■ What to work on ■
Reproduce every record below line for line, changing nothing.

-- -- --

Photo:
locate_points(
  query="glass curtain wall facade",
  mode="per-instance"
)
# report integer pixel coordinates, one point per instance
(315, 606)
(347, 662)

-- -- --

■ Solved problem ■
Photo:
locate_points(
  query="glass curtain wall facade",
  mode="per-instance"
)
# report integer pixel coordinates, one point per instance
(315, 606)
(347, 662)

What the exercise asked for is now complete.